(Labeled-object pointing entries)
○ ○ ○ ○ ○ ○ ○

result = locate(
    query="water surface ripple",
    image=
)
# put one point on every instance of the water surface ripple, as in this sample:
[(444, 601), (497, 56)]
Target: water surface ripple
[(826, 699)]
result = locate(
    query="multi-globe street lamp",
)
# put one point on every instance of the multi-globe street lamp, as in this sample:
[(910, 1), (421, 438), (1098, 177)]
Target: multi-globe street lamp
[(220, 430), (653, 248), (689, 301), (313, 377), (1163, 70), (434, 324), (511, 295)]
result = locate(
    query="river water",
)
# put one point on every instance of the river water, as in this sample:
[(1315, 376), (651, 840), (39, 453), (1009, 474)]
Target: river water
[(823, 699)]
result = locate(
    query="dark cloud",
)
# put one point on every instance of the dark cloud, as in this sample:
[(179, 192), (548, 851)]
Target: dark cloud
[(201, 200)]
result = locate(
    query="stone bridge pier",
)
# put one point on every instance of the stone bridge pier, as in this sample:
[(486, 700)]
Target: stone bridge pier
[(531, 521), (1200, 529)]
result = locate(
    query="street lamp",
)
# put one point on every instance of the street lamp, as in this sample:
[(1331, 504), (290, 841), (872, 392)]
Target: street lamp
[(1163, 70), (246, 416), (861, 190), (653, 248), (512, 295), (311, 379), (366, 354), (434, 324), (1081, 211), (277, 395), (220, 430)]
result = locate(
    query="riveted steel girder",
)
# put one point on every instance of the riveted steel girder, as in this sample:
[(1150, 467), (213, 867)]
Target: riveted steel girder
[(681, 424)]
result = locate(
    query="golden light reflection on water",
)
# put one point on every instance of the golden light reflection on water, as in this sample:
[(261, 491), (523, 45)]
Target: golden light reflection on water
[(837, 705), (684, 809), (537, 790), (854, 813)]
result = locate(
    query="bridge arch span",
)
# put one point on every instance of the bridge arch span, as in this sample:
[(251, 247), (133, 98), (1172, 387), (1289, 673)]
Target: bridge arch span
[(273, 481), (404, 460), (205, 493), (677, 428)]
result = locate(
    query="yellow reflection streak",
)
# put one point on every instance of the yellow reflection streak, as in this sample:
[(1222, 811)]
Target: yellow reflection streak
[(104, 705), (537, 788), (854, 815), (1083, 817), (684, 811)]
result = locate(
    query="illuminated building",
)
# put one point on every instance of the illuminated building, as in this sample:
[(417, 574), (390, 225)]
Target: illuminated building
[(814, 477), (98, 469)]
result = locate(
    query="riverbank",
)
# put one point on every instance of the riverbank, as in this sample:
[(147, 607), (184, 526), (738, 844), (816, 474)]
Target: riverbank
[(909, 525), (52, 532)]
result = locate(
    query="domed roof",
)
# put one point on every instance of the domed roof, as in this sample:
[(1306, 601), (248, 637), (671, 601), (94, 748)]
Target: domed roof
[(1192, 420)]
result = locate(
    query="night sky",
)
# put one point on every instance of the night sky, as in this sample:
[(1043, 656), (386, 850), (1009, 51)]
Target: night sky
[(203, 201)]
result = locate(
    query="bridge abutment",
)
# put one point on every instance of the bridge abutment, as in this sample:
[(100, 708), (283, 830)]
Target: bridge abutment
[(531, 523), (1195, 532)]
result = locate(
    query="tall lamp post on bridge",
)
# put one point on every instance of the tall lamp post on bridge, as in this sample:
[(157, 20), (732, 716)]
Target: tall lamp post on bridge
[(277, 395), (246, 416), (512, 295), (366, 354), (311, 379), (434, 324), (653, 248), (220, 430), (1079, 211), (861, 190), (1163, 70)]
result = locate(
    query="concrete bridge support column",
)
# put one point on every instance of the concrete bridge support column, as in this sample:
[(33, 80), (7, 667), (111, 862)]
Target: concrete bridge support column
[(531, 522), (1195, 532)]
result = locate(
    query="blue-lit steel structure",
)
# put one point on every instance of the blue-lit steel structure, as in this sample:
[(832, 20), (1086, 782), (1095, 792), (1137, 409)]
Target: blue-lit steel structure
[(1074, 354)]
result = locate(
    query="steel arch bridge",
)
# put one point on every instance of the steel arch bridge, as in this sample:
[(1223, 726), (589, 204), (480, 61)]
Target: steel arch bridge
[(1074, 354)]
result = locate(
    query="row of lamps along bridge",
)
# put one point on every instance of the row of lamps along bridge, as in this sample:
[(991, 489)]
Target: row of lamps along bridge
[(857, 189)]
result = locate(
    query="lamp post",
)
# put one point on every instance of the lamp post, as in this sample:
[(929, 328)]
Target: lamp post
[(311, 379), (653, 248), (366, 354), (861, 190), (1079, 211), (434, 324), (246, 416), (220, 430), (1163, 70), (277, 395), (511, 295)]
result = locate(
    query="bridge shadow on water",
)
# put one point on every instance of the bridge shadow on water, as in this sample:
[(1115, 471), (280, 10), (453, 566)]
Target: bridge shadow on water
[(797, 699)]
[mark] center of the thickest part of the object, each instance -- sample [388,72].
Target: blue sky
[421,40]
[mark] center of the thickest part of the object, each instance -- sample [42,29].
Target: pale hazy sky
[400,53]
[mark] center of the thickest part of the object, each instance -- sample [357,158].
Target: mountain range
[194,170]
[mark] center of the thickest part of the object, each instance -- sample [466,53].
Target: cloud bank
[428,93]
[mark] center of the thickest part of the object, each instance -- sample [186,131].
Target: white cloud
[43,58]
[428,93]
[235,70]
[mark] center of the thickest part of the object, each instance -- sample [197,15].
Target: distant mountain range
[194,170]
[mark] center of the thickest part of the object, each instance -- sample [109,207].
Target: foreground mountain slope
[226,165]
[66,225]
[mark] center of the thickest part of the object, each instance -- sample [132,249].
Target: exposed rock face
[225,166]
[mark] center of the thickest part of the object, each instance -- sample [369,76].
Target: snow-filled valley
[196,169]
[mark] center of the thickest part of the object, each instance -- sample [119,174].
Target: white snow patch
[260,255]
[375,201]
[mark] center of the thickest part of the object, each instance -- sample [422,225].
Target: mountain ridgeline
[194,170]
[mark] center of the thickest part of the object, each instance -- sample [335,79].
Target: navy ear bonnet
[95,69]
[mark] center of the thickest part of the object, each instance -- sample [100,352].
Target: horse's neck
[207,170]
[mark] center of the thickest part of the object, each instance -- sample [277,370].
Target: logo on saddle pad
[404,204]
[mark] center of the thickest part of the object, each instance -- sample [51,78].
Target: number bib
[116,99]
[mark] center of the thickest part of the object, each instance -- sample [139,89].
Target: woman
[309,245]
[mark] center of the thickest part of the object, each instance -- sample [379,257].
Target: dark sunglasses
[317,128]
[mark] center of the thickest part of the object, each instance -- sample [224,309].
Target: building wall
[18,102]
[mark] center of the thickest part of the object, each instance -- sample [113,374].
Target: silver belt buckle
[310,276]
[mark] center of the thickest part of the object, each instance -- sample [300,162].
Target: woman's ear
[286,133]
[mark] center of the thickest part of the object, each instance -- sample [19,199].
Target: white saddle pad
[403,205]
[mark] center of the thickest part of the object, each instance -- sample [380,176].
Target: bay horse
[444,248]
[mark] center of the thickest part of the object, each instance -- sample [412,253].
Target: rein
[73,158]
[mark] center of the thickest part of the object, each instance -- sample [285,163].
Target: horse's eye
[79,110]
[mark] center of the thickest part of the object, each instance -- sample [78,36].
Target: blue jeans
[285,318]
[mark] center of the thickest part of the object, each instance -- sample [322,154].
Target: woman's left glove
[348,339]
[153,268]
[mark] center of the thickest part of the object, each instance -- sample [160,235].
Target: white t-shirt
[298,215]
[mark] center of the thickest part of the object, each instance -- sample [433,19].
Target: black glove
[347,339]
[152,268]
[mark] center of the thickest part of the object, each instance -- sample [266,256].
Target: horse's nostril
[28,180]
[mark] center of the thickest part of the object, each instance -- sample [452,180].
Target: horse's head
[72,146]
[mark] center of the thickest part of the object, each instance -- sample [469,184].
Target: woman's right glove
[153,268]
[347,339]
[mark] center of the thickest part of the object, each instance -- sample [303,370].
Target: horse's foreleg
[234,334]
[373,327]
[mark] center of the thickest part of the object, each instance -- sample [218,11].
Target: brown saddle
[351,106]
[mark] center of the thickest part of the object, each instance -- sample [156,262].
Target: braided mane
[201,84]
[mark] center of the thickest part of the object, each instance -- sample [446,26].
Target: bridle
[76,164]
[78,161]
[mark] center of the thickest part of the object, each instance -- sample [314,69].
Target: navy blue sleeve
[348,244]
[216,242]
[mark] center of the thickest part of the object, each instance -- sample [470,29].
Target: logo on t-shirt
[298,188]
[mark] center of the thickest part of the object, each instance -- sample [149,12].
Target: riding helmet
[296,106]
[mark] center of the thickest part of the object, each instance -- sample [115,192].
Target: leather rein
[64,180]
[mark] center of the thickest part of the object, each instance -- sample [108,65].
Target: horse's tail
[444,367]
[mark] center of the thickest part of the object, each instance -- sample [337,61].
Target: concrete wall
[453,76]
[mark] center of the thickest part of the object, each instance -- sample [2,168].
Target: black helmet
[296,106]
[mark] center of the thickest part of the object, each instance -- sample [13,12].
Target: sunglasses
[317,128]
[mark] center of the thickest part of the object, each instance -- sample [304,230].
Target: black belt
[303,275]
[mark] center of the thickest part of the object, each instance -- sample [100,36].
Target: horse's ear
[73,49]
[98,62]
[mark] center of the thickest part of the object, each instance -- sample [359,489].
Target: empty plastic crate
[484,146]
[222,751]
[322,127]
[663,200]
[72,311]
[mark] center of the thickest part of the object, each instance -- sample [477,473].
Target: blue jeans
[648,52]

○ ○ ○ ○ ○ ○ ○

## [WORK INSTRUCTIONS]
Find "-- sample [149,12]." in the data above, then repeat that line and all lines after it exactly, ending with the final line.

## [FINISHED EXERCISE]
[mark] center of the thickest part of the object, each instance -- sample [149,12].
Target: riding helmet
[296,106]
[mark] center of the thickest part of the object, each instance -- sample [115,192].
Target: leather rein
[64,180]
[mark] center of the thickest part of the object, each instance -- sample [108,65].
Target: horse's tail
[444,367]
[mark] center of the thickest part of the object, each instance -- sample [337,61].
Target: concrete wall
[453,76]
[mark] center of the thickest part of the object, each instance -- sample [2,168].
Target: black helmet
[296,106]
[mark] center of the thickest part of the object, each instance -- sample [13,12].
Target: sunglasses
[317,128]
[mark] center of the thickest part of the object, each instance -- sample [304,230].
Target: black belt
[303,275]
[mark] center of the thickest part of the object, each instance -- sample [100,36].
Target: horse's ear
[73,49]
[98,62]
[mark] center of the thickest part of the object, each instance -- sample [359,489].
Target: empty plastic crate
[484,146]
[222,751]
[322,127]
[663,200]
[72,311]
[mark] center of the thickest part of the object, each instance -- sample [477,473].
Target: blue jeans
[648,52]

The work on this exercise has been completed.